# Task description
Your task is to transcribe the entries below exactly, beginning with the line containing "Could you please spot the horizontal stabilizer" and ending with the final line, and to add nothing else.

start Rows

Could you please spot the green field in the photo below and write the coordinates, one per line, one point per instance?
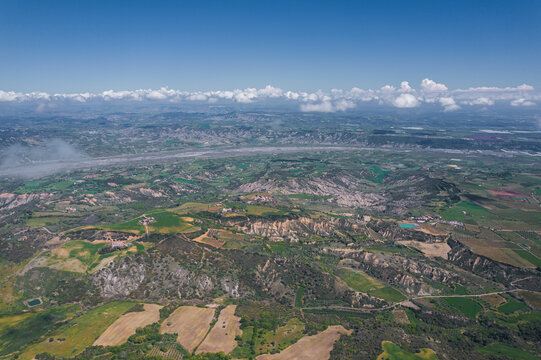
(79, 332)
(16, 331)
(170, 223)
(511, 306)
(166, 222)
(466, 306)
(501, 350)
(263, 210)
(132, 226)
(309, 197)
(80, 255)
(362, 282)
(471, 208)
(528, 256)
(299, 294)
(280, 338)
(380, 174)
(392, 351)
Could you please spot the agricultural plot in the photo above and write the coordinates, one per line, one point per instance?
(529, 257)
(222, 335)
(165, 222)
(489, 244)
(465, 306)
(72, 338)
(315, 347)
(494, 300)
(190, 323)
(82, 256)
(221, 238)
(170, 223)
(263, 211)
(465, 210)
(360, 281)
(508, 352)
(282, 337)
(392, 351)
(125, 326)
(531, 298)
(18, 330)
(511, 306)
(171, 352)
(429, 249)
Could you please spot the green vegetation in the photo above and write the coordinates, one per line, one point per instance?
(529, 257)
(511, 306)
(360, 281)
(299, 294)
(502, 350)
(380, 174)
(263, 211)
(310, 197)
(463, 210)
(466, 306)
(17, 331)
(392, 351)
(79, 332)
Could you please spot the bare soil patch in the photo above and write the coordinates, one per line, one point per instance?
(125, 326)
(190, 323)
(429, 249)
(222, 336)
(315, 347)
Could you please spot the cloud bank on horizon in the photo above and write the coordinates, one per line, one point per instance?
(404, 96)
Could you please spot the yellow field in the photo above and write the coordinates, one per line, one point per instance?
(494, 299)
(190, 323)
(125, 326)
(531, 298)
(79, 332)
(496, 250)
(222, 336)
(315, 347)
(429, 249)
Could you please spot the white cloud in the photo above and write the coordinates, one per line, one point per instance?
(405, 87)
(403, 96)
(406, 101)
(325, 106)
(448, 104)
(522, 102)
(479, 101)
(197, 97)
(432, 86)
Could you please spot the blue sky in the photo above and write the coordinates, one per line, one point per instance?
(76, 46)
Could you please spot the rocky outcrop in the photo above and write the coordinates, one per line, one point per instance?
(407, 274)
(463, 257)
(158, 277)
(344, 190)
(296, 228)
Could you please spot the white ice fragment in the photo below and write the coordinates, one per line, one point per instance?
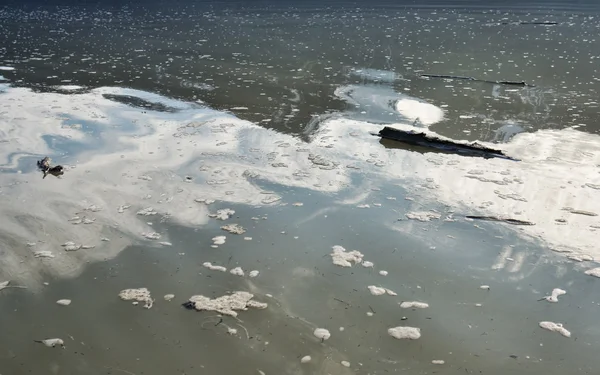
(410, 333)
(593, 272)
(210, 266)
(233, 228)
(139, 295)
(322, 333)
(226, 304)
(345, 259)
(51, 343)
(555, 293)
(423, 216)
(151, 235)
(222, 214)
(253, 273)
(219, 240)
(413, 305)
(555, 327)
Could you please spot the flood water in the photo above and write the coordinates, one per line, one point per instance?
(172, 122)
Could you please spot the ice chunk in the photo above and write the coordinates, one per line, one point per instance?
(410, 333)
(345, 259)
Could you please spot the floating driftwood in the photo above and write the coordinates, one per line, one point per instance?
(502, 82)
(424, 140)
(503, 219)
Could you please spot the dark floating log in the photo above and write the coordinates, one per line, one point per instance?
(446, 76)
(496, 218)
(424, 140)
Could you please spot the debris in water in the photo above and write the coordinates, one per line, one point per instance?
(414, 305)
(410, 333)
(225, 304)
(345, 259)
(322, 333)
(219, 240)
(51, 343)
(233, 228)
(210, 266)
(555, 327)
(593, 272)
(554, 296)
(222, 214)
(497, 218)
(139, 295)
(151, 235)
(378, 291)
(237, 271)
(423, 216)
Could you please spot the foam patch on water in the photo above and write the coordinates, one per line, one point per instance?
(227, 305)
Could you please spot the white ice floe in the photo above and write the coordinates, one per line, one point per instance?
(210, 266)
(222, 214)
(238, 271)
(413, 305)
(138, 295)
(555, 293)
(423, 215)
(234, 229)
(410, 333)
(378, 291)
(228, 304)
(344, 258)
(555, 327)
(322, 333)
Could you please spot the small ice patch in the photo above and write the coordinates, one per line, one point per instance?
(413, 305)
(593, 272)
(219, 240)
(345, 259)
(139, 295)
(226, 305)
(555, 293)
(233, 228)
(322, 333)
(423, 216)
(555, 327)
(210, 266)
(223, 214)
(410, 333)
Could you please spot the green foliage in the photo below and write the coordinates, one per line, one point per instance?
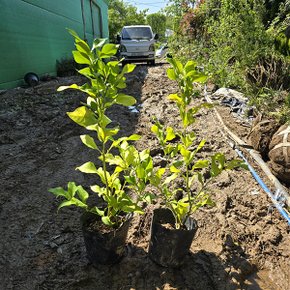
(182, 160)
(104, 81)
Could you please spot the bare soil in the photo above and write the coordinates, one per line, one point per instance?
(242, 243)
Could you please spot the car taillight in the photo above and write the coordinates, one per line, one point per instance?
(152, 47)
(123, 48)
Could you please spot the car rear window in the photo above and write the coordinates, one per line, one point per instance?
(137, 33)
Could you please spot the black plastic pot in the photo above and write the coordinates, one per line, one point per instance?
(104, 247)
(169, 246)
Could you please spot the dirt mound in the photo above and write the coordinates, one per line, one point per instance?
(261, 134)
(280, 153)
(240, 244)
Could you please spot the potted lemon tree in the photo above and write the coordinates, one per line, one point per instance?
(104, 226)
(173, 227)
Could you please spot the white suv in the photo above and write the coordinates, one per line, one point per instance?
(137, 44)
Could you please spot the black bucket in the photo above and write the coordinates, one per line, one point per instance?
(104, 248)
(168, 247)
(31, 79)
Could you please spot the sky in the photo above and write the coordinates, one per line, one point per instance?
(153, 5)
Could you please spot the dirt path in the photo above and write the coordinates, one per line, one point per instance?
(241, 243)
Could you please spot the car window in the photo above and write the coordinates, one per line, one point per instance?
(137, 33)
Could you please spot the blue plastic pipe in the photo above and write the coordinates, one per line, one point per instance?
(264, 186)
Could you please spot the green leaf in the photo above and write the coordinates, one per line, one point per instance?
(98, 43)
(159, 173)
(82, 46)
(109, 49)
(106, 220)
(175, 98)
(85, 72)
(89, 141)
(200, 164)
(173, 169)
(81, 57)
(82, 193)
(170, 135)
(190, 66)
(97, 211)
(88, 167)
(125, 100)
(83, 116)
(104, 121)
(170, 178)
(97, 189)
(128, 68)
(171, 74)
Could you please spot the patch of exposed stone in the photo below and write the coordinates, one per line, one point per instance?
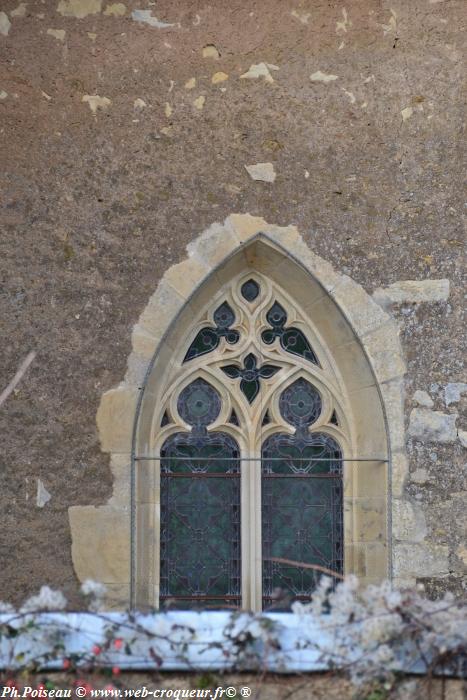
(432, 426)
(412, 292)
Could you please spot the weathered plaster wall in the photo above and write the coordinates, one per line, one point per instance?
(123, 136)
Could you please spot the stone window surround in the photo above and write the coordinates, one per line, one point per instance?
(360, 336)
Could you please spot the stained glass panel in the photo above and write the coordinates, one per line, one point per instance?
(292, 339)
(301, 500)
(200, 508)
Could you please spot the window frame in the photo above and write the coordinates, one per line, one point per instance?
(181, 373)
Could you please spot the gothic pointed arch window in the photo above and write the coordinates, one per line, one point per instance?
(250, 431)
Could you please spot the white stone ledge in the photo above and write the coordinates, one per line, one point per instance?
(412, 292)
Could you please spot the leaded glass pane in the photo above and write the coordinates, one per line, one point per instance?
(200, 508)
(292, 339)
(208, 338)
(200, 521)
(301, 501)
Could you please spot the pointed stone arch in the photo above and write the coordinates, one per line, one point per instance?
(116, 544)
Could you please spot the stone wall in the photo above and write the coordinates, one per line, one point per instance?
(126, 129)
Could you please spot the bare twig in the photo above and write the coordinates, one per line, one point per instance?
(303, 565)
(17, 378)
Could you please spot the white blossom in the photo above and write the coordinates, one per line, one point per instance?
(6, 608)
(47, 599)
(93, 588)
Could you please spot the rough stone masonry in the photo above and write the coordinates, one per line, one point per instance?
(128, 128)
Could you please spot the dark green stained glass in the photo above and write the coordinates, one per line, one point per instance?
(199, 404)
(292, 339)
(300, 404)
(301, 500)
(250, 290)
(250, 375)
(200, 508)
(208, 339)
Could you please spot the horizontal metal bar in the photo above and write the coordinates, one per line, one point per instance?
(237, 475)
(200, 597)
(144, 458)
(198, 475)
(302, 476)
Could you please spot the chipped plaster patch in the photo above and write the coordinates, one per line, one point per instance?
(5, 24)
(210, 51)
(406, 113)
(342, 25)
(461, 552)
(219, 77)
(412, 292)
(42, 496)
(350, 95)
(261, 171)
(453, 392)
(302, 17)
(320, 77)
(199, 102)
(423, 398)
(20, 11)
(432, 426)
(96, 102)
(145, 17)
(117, 9)
(79, 8)
(391, 26)
(57, 33)
(260, 70)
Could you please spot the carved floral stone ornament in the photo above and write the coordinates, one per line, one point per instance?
(260, 424)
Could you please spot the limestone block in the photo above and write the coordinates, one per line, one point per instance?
(186, 276)
(400, 471)
(263, 172)
(423, 398)
(453, 392)
(214, 245)
(392, 393)
(432, 426)
(137, 367)
(385, 352)
(161, 309)
(117, 596)
(358, 307)
(115, 418)
(420, 560)
(376, 560)
(101, 543)
(120, 465)
(412, 292)
(143, 342)
(408, 521)
(370, 519)
(420, 476)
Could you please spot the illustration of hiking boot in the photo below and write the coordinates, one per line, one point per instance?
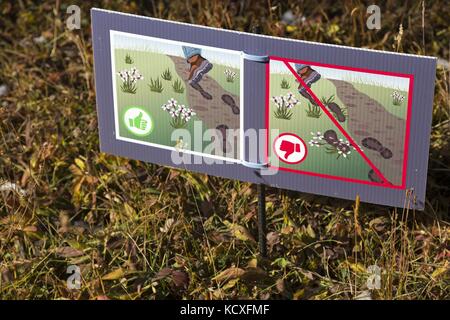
(337, 111)
(199, 67)
(230, 101)
(309, 77)
(200, 89)
(374, 144)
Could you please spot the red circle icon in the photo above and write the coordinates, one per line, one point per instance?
(290, 148)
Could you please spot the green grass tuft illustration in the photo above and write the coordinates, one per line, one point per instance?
(178, 87)
(285, 84)
(166, 75)
(128, 59)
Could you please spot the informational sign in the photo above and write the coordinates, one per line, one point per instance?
(311, 117)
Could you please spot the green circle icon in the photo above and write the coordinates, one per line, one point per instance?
(138, 121)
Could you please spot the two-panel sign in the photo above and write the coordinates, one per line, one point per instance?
(316, 118)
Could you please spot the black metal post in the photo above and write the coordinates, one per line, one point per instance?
(262, 220)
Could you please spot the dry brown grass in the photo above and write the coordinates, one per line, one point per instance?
(140, 231)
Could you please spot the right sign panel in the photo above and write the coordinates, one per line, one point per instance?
(337, 122)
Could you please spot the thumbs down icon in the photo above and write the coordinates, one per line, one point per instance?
(290, 148)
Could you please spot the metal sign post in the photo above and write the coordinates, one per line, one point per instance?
(262, 240)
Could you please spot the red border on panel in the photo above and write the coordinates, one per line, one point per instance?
(385, 183)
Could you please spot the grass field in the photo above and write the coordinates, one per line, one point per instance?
(141, 231)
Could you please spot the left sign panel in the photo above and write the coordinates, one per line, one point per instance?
(176, 95)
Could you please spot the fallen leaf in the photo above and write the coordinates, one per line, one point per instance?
(68, 252)
(180, 279)
(440, 271)
(228, 274)
(239, 232)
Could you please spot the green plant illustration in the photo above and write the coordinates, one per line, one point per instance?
(156, 85)
(284, 104)
(285, 84)
(313, 111)
(138, 122)
(179, 113)
(326, 101)
(167, 75)
(230, 75)
(128, 59)
(129, 79)
(397, 98)
(178, 87)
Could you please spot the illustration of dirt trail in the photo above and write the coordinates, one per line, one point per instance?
(368, 119)
(214, 112)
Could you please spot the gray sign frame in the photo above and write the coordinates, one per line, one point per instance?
(422, 68)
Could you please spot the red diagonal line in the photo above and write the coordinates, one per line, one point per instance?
(328, 113)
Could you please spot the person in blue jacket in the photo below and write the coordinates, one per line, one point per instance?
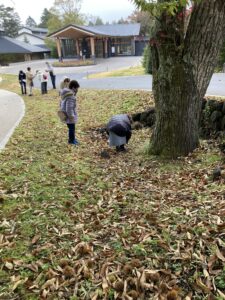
(22, 82)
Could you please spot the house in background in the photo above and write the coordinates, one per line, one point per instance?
(33, 35)
(12, 50)
(99, 41)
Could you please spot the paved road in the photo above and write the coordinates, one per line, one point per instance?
(216, 86)
(11, 112)
(12, 103)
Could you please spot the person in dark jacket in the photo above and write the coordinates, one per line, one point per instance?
(22, 81)
(68, 105)
(119, 130)
(51, 73)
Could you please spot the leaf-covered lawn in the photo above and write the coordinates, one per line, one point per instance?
(74, 225)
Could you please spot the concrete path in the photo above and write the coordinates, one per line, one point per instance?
(12, 106)
(12, 110)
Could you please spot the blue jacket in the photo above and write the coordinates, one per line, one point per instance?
(68, 105)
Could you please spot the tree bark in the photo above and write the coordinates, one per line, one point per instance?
(184, 58)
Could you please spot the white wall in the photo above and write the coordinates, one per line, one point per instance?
(32, 39)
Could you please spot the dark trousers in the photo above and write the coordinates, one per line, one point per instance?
(44, 87)
(71, 133)
(53, 80)
(23, 87)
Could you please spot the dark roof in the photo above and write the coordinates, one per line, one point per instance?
(132, 29)
(9, 45)
(36, 29)
(37, 36)
(116, 29)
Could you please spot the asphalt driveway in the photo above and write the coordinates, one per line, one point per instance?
(216, 86)
(12, 106)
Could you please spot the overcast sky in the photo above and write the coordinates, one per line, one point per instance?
(107, 10)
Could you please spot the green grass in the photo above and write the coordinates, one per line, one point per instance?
(132, 71)
(71, 220)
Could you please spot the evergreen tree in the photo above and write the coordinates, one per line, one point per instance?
(9, 21)
(30, 22)
(44, 18)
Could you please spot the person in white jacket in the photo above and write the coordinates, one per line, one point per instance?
(43, 78)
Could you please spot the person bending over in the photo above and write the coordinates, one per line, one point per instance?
(119, 130)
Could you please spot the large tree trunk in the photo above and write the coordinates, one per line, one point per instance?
(184, 58)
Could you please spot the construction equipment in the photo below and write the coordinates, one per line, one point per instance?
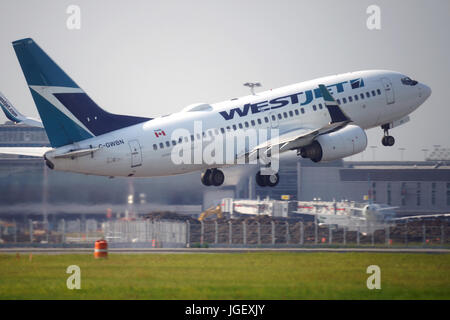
(217, 210)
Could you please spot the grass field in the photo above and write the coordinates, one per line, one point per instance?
(227, 276)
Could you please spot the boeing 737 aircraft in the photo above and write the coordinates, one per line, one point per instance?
(322, 119)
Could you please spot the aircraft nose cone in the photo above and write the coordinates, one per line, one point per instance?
(425, 91)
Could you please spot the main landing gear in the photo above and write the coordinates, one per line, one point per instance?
(267, 180)
(213, 177)
(387, 141)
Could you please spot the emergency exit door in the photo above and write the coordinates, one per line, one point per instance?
(136, 154)
(389, 90)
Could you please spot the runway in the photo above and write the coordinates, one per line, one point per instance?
(219, 250)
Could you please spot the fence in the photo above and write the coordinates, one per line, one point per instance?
(279, 233)
(239, 232)
(158, 233)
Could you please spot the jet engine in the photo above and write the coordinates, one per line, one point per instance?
(342, 143)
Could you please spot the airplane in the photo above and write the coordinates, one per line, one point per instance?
(15, 116)
(322, 119)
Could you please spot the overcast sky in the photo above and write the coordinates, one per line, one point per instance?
(149, 58)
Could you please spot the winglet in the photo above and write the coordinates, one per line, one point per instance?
(336, 113)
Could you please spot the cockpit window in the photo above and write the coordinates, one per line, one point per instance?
(408, 81)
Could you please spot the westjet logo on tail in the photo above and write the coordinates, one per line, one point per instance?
(306, 97)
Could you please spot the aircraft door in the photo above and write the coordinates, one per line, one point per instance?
(273, 119)
(136, 153)
(389, 90)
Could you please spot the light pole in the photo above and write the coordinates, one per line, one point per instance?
(373, 152)
(401, 153)
(425, 154)
(252, 85)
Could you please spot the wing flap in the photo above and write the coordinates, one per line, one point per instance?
(25, 151)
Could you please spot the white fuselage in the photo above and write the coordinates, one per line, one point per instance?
(370, 98)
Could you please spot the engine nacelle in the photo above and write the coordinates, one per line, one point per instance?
(345, 142)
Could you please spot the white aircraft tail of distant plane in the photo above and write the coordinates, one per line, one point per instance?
(322, 119)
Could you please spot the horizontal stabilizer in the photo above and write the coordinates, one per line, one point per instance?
(336, 113)
(76, 153)
(15, 116)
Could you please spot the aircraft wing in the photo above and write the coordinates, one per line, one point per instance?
(301, 137)
(40, 152)
(25, 151)
(14, 115)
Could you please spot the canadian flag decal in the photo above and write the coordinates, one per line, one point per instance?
(159, 133)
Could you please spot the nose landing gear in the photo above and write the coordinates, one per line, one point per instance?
(267, 180)
(387, 140)
(213, 177)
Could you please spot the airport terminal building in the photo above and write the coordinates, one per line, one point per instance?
(27, 185)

end Rows

# Exercise output
Could you please spot the horizontal stabilizer in the photo above and write the coordinates, one per line, one point per instance?
(336, 113)
(76, 153)
(15, 116)
Could you please spot the aircraft wing in the photo above and write the coordinates, one per line, one point per instance?
(301, 137)
(40, 152)
(25, 151)
(14, 115)
Could you please spot the canadian flag decal in the photo above and write the coordinates, one per line, one point per instance?
(159, 133)
Could you please spot the nose landing gear in the photo above and write the coordinates, one per line, one point per instance?
(267, 180)
(387, 140)
(213, 177)
Could you please spot the airport terminal building in the photo above and write the coordinates, one per line, one point per instance?
(27, 185)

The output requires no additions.